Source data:
*****

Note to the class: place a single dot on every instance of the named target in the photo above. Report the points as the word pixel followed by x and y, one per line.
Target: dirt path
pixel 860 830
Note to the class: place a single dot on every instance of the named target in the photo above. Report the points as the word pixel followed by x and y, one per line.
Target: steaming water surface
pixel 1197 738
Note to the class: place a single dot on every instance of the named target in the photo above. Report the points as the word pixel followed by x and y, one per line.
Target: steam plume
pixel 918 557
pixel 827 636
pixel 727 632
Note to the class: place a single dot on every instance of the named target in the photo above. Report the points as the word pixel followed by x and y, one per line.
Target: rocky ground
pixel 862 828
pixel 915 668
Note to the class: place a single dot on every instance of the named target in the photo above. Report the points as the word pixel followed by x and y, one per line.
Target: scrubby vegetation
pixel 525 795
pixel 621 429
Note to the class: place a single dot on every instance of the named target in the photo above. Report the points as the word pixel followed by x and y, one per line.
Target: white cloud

*****

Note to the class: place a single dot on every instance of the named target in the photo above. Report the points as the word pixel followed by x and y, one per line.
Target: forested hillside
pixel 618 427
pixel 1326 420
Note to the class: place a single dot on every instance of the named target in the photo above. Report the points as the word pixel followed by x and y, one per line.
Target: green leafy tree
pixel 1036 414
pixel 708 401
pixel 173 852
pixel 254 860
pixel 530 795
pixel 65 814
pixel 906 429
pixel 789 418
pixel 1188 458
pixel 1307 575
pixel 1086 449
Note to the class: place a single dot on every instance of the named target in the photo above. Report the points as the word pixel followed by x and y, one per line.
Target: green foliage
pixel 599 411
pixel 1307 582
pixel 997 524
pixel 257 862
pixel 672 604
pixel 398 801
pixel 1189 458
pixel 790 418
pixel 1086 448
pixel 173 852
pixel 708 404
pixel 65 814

*****

REQUIRED WORK –
What are the lines, exactly as written above, from the line with "Target: rocky ground" to the line with "Target: white cloud", both included? Output only those.

OUTPUT OF THE EXERCISE –
Target: rocky ground
pixel 862 828
pixel 915 668
Note to the class: place a single dot on every instance of the named target in the photo above. Report the points as the word pixel followed by x and y, one per line.
Target: scrubby vegetation
pixel 525 795
pixel 621 429
Note to the class: place a single dot on every instance of the named target in the photo above. Report the points as the word pixel followed by x and y, one per line.
Target: white cloud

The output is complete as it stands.